[Dataset excerpts]
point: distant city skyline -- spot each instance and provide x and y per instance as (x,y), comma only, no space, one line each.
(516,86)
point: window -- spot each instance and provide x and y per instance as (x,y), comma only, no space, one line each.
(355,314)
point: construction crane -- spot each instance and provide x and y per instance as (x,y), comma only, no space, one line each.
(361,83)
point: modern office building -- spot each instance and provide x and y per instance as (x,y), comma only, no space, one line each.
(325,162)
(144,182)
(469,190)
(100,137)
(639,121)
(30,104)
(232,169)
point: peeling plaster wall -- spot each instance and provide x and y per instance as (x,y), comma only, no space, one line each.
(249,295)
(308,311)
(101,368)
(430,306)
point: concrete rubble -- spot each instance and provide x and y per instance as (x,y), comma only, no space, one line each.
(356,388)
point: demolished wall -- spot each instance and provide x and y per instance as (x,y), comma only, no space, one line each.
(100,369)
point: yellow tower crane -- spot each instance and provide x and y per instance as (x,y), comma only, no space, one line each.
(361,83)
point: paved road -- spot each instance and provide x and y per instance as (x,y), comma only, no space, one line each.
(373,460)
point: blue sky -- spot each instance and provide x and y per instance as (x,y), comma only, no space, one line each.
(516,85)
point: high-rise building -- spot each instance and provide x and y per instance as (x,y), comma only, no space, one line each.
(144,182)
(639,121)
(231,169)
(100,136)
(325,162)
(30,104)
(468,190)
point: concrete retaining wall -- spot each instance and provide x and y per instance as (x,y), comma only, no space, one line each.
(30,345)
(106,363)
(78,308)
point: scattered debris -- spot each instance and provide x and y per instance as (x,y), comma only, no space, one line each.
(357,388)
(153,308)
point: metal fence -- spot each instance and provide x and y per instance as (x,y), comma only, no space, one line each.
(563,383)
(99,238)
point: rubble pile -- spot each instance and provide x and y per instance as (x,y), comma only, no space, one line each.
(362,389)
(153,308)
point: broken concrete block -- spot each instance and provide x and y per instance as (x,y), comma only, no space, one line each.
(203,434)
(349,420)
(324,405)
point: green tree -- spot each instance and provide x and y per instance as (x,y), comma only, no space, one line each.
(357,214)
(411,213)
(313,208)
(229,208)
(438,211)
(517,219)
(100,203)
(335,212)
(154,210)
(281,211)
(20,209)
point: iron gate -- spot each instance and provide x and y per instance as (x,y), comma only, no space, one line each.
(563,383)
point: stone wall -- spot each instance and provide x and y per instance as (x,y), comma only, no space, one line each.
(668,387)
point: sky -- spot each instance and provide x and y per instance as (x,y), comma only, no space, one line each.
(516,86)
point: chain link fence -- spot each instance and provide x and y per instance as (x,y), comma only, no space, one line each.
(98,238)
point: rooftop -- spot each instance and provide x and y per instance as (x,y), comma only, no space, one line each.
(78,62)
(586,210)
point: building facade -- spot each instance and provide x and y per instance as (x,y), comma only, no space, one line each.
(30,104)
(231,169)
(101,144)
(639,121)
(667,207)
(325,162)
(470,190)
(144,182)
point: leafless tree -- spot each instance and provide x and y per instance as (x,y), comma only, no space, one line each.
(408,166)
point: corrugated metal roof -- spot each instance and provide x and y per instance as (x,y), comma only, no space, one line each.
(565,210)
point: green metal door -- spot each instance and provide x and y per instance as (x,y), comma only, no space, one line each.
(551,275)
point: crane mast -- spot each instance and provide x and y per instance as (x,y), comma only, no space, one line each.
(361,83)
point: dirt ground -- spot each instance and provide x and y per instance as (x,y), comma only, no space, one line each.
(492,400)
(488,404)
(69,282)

Exercise details | Write the data out again. Match it exactly.

Written answer |
point: distant city skyline -- spot each instance and provide x and y per instance as (x,y), comma only, no space, one line each.
(516,86)
point: window -- spot each instance and provide x and y per instance as (x,y), comma only, no space, one line each.
(355,314)
point: construction crane -- spot each instance and provide x and y per instance as (x,y), comma only, no space, one line each.
(361,83)
point: modern office building -- spot each instance and provide x and y per instance as (x,y), comma only, no space, one line each.
(325,162)
(144,182)
(469,190)
(100,137)
(639,121)
(30,104)
(232,169)
point: peeling plaster wall -- spot each instance and provide x and y per instance as (x,y), comma only, no space, one line each.
(249,295)
(308,311)
(101,368)
(430,306)
point: concrete rubble -- spot each instance and provide x and y per instance as (x,y), comma only, no space, one line each.
(356,388)
point: demolished wall -- spot each instance and provide x and y per instance as (x,y), comma only, no space, one line each.
(100,369)
point: yellow tower crane -- spot each instance and provide x and y per instance as (x,y), comma only, no space, one line each.
(361,83)
point: paved road -- spot each instance and provide x and y per instance as (x,y), comma only, no space, one line each.
(373,460)
point: blue sky -- spot each instance and provide x and y per instance as (x,y), comma only, no space, one line each.
(516,85)
point: high-rise building -- spot each instance and provide x and y per instance as (x,y), comma only, no space, one line each.
(144,182)
(639,121)
(231,169)
(100,136)
(325,162)
(30,104)
(468,190)
point: concrete retaining wall -- spot each instance and provide x and y per instance as (x,y), comma only, no space, one line each.
(30,345)
(106,363)
(78,308)
point: scattered debris -- spot each instance and provide x and y per instance as (x,y), comma only, no space, one line each.
(357,388)
(153,308)
point: metal fence -- spot each instance and provide x and y per instance as (x,y), comma only, no space, one line each.
(563,383)
(99,238)
point: rubble pile -- spot each instance and provide x and y per instance as (x,y), comma only, no space, one line each.
(362,389)
(153,308)
point: broken concrete block -- spot each instance and provide x and y per instance as (x,y), comma only, no space, one line each.
(203,434)
(349,420)
(324,405)
point: green tree -- spot each instance and provide x and y per instance as (x,y), comma only, no space, one line each.
(357,214)
(411,213)
(313,208)
(229,208)
(438,211)
(517,219)
(100,203)
(335,212)
(154,210)
(281,211)
(20,209)
point: iron gate -- spot each instance and provide x and y per instance as (x,y), comma only, no space, one line each.
(563,383)
point: stone wall -- spot each instance and provide x and y per instance as (x,y), comma only, no space, one line each.
(668,387)
point: sky -- spot each instance and provide x and y per instance as (x,y), comma only, no space, one line each.
(516,86)
point: chain link fence -- spot each instance and provide x and y per instance as (x,y), comma only, no space, one line each.
(98,238)
point: rooftop -- spot each instance and provide x and y per instance as (x,y), comma only, no space, one line each.
(78,62)
(586,210)
point: building facade -- spot each instance and provide x and y per instance as (x,y), comma only, no space, one line each.
(30,104)
(231,169)
(101,144)
(639,121)
(667,207)
(325,162)
(470,190)
(144,182)
point: leafless tree -- spot each instance and provide x and y per instance as (x,y), comma only, no space, one line each.
(408,166)
point: corrugated metal roof -- spot each instance and provide x and y per instance as (x,y), comma only, no space, one line each.
(565,210)
point: green metal door -- spot each instance and provide x and y per instance as (x,y), comma only, no space, one line each.
(551,275)
point: crane mast -- spot each instance and provide x and y per instance as (x,y), comma only, no space, one line each.
(361,83)
point: dirt ground -- spot each instance and provide x and y per instance as (x,y), comma only, no space, one line each.
(492,400)
(488,404)
(69,282)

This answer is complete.